**Assignment:** Transcribe all of the data exactly. Images stay out.

(Extracted information)

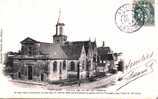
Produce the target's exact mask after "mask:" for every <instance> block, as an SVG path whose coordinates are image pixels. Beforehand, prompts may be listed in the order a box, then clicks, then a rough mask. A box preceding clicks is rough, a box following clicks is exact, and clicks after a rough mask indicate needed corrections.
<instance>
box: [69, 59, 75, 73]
mask: <svg viewBox="0 0 158 99" xmlns="http://www.w3.org/2000/svg"><path fill="white" fill-rule="evenodd" d="M70 71H75V63H74V62H73V61H72V62H71V63H70Z"/></svg>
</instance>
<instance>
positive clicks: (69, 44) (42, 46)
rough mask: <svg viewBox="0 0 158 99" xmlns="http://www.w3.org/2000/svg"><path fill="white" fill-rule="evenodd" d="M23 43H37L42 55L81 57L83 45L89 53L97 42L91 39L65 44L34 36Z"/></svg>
mask: <svg viewBox="0 0 158 99" xmlns="http://www.w3.org/2000/svg"><path fill="white" fill-rule="evenodd" d="M21 43H37V44H38V48H39V51H40V54H41V55H47V56H48V57H49V58H51V59H79V57H80V55H81V50H82V47H83V46H84V49H85V51H86V54H87V53H88V49H89V48H90V47H92V48H94V47H95V46H96V44H95V43H94V42H91V41H75V42H65V43H64V44H55V43H46V42H39V41H36V40H34V39H32V38H29V37H28V38H26V39H24V40H23V41H21Z"/></svg>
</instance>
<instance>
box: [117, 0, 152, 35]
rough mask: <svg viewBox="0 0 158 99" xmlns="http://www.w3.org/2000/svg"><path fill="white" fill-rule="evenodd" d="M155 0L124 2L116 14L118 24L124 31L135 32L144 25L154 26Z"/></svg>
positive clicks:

(End Extracted information)

**Exercise answer:**
Produce the target's exact mask after "mask:" for every <instance> block, as an SVG path whose coordinates are image pixels. Beforehand, prompts may be listed in the order a box, then clicks, then a rough mask. A box preceding clicks is rough, a box following clicks is exact, and clicks after a rough mask indicate needed corrections.
<instance>
box: [69, 59, 75, 73]
mask: <svg viewBox="0 0 158 99" xmlns="http://www.w3.org/2000/svg"><path fill="white" fill-rule="evenodd" d="M70 71H75V63H74V62H73V61H72V62H71V63H70Z"/></svg>
</instance>
<instance>
positive clicks: (69, 44) (42, 46)
rough mask: <svg viewBox="0 0 158 99" xmlns="http://www.w3.org/2000/svg"><path fill="white" fill-rule="evenodd" d="M23 43H37L42 55L81 57L83 45L89 53L97 42L91 39L65 44L34 36Z"/></svg>
mask: <svg viewBox="0 0 158 99" xmlns="http://www.w3.org/2000/svg"><path fill="white" fill-rule="evenodd" d="M21 43H37V44H38V48H39V51H40V54H41V55H47V56H48V57H49V58H51V59H79V57H80V55H81V50H82V47H83V46H84V49H85V51H86V54H87V53H88V49H89V48H90V47H92V48H94V47H95V46H96V44H95V43H94V42H91V41H75V42H65V43H64V44H55V43H46V42H39V41H36V40H34V39H32V38H29V37H28V38H26V39H24V40H23V41H21Z"/></svg>
</instance>
<instance>
box: [117, 0, 152, 35]
rough mask: <svg viewBox="0 0 158 99" xmlns="http://www.w3.org/2000/svg"><path fill="white" fill-rule="evenodd" d="M155 0L124 2L116 14L118 24L124 31L135 32L144 25L154 26Z"/></svg>
positive clicks:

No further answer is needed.